▸ Задание
Какого числа, согласно исследуемому тексту, состоялся переезд в квартиру двумя этажами выше в том же доме?

▸ Исследуемый текст
= = =

Брату и мне пришлось в этом году сделать визит старому семеновцу, генерал-адъютанту барону Родриго Григорьевичу Бистрому. Это был чрезвычайно почтенный старик, пригласивший нас бывать у него, так как он в молодости знавал нашего отца. Мы изредка стали посещать его, но чувствовали себя там неуютно, так как все знакомые хозяина были в чинах и в летах, не соответствовавших нашим.
Квартира, переданная мне Кантакузиным, была неуютна в том отношении, что посередине ее были две комнаты, передняя и столовая, совершенно темные[6]; да и комнаты, выходившие на Пантелеймоновскую, получали мало света, так как квартира была в бельэтаже, а по ту сторону улицы стоял высокий дом. Поэтому мы решились летом переехать в другую квартиру в том же доме, двумя этажами выше. Лифтов тогда еще не было, и все ходили по лестницам свободно, не считая ступенек. Переехали мы туда 23 июня. Квартира была угловая и светлая. Крупным недостатком была ее тряскость. Когда на Пантелеймоновской проходил караван ломовых, то она вся тряслась так, что я, например, не мог писать, а должен был делать перерыв, пока ломовые пройдут и все успокоится.
Все лето 1884 года мы провели в городе, ввиду беременности жены. Мы с нею часто ходили в Летний сад, ездили днем в Зоологический и в Ботанический сады. 31 июля у нас родилась дочь, совершенно здоровая, которую жена сама кормила. 5 октября совершенно неожиданно ребенок заболел желудком, затем сделался прилив крови к мозгу, и 7 октября дочь скончалась; я ее окрестил перед смертью именем Александра. Удар этот был совершенно неожидан и тяжел, особенно для жены. Я был все время в работе как дома, так и вне его, и постоянно видел людей; она же была домоседкой, развлечений не было никаких, и она мечтала иметь ребенка.
Чтобы развеять жену, я испросил разрешение уехать дней на десять. Мы уехали в Выборг, пробыли там несколько дней, а большую часть времени провели в Юстиле, где еще жила сестра с мужем. Деревенская тишина подействовала лучше всего, и 20 октября мы вернулись в Петербург.
Летом Маша Безак привезла в Петербург старшего племянника, Павла Иванова, который поступил в Павловское военное училище, откуда он по праздникам приходил к нам в отпуск.
Чтобы доставить жене развлечение и занятие, я в конце ноября купил ей рояль Беккера, и она стала брать уроки музыки, но скоро и это перестало интересовать ее. На Рождество мы с женой опять поехали в Выборг на три дня; это был тихий приют, в котором хорошо было отдохнуть, где сочувствовали и нашим радостям и нашему горю...
[1] Впоследствии — командующий войсками Виленского военного округа.
[2] О том же он говорил мне вновь в марте 1888 г., а между тем Арнольди пробыл на этой должности еще более двадцати лет, до 1905 г.
[3] Конференция Академии чествовала его прощальным обедом, как всегда у Данона, 25 февраля. Я был назначен профессором на его место 24 октября.

= = =

▸ Исходные данные
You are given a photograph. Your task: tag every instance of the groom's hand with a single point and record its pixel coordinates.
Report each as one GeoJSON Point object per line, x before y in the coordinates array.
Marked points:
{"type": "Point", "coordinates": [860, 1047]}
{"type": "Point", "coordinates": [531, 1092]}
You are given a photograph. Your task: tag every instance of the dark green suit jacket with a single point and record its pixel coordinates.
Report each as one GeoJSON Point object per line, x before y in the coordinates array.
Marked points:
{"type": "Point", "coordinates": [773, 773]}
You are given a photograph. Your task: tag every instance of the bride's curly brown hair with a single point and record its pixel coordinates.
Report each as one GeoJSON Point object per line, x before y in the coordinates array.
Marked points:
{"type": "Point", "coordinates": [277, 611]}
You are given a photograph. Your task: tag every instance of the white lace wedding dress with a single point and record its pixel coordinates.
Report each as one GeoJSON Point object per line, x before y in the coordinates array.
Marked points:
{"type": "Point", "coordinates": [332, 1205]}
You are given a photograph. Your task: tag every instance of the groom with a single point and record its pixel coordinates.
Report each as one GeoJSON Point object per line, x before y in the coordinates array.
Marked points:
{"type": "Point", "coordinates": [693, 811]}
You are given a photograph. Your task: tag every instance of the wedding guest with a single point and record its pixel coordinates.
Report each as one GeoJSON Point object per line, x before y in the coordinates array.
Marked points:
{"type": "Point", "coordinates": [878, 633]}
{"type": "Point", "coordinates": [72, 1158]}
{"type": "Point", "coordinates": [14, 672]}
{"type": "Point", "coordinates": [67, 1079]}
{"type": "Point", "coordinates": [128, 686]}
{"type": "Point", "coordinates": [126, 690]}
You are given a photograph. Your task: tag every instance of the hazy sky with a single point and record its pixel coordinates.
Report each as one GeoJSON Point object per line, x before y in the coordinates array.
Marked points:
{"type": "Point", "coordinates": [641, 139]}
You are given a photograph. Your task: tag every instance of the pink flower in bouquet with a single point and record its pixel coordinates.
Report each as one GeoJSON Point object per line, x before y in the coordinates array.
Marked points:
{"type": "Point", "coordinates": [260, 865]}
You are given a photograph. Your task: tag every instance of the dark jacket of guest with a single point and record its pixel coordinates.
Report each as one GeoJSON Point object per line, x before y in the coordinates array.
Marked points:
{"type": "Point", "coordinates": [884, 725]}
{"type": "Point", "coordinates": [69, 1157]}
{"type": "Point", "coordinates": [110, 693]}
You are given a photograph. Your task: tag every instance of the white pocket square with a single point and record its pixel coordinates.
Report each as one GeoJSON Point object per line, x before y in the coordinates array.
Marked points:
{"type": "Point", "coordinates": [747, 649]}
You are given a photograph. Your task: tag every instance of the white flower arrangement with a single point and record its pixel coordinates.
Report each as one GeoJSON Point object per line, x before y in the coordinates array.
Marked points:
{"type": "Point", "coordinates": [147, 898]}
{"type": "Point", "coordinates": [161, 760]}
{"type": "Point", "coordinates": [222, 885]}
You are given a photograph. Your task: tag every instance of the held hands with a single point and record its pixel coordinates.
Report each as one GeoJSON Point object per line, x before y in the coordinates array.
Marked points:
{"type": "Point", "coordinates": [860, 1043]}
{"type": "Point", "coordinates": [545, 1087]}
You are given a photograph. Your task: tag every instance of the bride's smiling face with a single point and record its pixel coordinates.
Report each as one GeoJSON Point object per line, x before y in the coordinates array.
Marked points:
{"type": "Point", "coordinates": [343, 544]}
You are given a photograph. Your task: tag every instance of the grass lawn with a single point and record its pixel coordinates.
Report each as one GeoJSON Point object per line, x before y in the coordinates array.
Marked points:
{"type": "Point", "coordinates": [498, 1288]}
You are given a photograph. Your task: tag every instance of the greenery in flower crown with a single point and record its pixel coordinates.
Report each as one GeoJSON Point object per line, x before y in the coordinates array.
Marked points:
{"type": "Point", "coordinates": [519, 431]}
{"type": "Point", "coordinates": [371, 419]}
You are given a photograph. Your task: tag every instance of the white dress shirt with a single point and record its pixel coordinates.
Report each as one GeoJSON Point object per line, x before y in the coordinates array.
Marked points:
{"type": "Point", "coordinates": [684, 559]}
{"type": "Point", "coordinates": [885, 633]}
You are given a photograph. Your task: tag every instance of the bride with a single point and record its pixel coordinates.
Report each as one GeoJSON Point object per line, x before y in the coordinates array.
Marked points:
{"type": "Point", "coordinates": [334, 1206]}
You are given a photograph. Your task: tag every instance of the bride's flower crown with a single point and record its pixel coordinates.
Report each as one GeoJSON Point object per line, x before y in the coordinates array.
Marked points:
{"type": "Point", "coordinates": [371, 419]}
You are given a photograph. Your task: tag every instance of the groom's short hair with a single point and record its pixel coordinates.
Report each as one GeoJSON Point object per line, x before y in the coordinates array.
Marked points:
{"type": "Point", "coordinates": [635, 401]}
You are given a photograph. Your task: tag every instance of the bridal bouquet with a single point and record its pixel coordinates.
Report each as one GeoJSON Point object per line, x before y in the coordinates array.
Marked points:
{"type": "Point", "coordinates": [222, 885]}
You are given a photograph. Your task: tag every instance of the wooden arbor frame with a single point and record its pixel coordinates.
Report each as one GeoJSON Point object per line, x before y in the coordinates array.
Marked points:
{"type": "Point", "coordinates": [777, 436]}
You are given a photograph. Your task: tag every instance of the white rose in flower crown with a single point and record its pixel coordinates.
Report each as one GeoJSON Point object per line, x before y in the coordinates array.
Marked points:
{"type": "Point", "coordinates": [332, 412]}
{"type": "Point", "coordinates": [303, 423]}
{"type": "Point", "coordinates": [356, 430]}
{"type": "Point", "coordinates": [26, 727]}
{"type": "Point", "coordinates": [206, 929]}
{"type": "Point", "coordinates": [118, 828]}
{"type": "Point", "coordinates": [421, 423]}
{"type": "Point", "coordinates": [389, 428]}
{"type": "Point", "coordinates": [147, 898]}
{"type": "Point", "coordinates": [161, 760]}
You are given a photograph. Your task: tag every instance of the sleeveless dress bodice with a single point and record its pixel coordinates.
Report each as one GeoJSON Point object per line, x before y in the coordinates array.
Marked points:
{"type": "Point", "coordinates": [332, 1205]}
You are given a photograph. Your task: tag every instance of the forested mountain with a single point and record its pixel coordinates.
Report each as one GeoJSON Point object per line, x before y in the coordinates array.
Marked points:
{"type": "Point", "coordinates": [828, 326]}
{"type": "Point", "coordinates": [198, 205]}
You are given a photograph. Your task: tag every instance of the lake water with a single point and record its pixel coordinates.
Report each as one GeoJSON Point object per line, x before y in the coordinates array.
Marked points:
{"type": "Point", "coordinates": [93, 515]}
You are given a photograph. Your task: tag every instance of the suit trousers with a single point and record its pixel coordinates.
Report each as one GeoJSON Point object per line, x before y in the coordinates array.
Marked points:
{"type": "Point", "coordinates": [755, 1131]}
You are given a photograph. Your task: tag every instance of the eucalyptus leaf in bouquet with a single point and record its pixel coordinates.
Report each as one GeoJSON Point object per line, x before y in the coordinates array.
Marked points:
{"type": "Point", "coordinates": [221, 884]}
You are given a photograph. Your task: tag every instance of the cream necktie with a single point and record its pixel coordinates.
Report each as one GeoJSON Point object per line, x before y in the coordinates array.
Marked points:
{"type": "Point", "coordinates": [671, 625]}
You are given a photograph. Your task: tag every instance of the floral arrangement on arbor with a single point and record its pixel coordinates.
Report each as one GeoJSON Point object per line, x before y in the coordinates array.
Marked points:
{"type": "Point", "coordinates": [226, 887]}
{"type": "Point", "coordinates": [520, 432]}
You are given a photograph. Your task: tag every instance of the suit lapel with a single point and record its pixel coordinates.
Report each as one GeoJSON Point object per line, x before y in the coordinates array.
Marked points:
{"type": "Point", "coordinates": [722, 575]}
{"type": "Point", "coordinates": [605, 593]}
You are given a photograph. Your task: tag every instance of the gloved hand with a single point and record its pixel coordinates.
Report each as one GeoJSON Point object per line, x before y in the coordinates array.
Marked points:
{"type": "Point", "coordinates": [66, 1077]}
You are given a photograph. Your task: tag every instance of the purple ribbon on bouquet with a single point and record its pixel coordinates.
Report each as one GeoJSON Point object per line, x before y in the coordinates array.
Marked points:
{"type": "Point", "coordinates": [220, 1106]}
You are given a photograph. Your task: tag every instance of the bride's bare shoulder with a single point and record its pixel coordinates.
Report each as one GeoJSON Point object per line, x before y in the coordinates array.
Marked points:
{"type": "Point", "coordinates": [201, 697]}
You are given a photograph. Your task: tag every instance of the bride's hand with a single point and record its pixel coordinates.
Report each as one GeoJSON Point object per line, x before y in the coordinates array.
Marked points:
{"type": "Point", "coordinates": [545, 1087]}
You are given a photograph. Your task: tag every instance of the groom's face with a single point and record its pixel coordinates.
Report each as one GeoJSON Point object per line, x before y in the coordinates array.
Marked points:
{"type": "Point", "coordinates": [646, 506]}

= = =

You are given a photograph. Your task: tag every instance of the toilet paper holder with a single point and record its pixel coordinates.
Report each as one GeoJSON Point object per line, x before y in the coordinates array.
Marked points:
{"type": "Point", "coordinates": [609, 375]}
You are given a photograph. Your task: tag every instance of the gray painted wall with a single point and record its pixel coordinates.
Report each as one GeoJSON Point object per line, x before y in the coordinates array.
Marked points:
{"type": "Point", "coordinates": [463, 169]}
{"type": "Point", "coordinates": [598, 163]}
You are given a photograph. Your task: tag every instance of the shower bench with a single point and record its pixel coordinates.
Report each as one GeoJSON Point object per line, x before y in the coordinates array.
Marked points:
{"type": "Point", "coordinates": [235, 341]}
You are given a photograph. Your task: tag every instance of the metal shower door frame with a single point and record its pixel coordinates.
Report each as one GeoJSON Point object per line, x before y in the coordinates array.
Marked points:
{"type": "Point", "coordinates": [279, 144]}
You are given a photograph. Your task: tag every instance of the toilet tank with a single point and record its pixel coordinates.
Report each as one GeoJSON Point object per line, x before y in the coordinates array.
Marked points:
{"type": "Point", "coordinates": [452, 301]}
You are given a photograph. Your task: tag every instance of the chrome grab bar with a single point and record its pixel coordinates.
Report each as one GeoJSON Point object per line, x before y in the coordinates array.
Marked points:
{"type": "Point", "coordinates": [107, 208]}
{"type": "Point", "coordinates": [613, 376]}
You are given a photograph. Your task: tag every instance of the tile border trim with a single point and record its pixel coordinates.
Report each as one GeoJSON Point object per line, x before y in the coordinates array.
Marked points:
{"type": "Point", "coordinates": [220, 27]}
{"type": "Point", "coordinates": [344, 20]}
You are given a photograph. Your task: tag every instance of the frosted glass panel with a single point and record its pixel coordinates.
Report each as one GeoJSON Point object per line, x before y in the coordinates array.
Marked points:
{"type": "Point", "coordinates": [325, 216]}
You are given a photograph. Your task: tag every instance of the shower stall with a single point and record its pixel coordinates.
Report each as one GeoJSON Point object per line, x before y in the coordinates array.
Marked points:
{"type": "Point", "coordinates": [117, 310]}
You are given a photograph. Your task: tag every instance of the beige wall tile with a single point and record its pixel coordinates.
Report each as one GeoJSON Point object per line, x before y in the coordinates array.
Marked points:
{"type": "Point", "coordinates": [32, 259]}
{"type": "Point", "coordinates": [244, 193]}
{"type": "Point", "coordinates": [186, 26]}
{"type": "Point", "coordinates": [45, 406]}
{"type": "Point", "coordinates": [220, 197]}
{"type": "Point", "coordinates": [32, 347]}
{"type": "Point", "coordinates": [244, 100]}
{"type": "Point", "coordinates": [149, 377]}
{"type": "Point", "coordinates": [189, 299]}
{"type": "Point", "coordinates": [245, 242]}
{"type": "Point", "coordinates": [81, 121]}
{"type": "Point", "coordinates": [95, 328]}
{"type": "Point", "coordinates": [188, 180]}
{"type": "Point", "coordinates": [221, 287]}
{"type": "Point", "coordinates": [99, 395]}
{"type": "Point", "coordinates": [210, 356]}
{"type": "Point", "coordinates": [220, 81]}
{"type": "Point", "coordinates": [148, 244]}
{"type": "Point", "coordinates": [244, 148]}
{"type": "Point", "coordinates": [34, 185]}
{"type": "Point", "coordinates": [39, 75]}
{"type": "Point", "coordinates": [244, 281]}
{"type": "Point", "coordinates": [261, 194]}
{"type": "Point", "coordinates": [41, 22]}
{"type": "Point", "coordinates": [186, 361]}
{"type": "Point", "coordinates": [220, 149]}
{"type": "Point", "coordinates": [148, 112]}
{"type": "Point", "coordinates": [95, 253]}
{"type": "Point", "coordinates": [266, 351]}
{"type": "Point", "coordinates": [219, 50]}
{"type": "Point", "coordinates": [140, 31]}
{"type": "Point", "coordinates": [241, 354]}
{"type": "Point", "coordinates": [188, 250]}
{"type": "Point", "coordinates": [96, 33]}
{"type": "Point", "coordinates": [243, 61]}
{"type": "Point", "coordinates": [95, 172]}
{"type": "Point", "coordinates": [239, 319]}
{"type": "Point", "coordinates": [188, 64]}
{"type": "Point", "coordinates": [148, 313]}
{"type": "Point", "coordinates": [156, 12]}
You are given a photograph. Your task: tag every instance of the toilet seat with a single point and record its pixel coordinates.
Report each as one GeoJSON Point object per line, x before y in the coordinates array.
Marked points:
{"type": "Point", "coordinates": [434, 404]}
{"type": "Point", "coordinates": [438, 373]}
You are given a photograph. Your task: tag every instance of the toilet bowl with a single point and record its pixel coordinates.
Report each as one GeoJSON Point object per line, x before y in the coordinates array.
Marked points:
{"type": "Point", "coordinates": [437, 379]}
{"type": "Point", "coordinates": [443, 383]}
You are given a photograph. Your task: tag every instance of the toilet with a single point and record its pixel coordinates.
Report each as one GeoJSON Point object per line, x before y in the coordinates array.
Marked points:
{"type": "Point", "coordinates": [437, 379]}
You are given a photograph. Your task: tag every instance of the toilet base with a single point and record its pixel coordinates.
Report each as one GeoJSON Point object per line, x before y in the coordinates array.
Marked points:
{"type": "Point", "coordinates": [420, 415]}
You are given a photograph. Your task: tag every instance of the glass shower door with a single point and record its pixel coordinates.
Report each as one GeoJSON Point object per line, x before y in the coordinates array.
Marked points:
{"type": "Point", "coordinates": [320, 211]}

= = =

▸ Ответ
23 июня.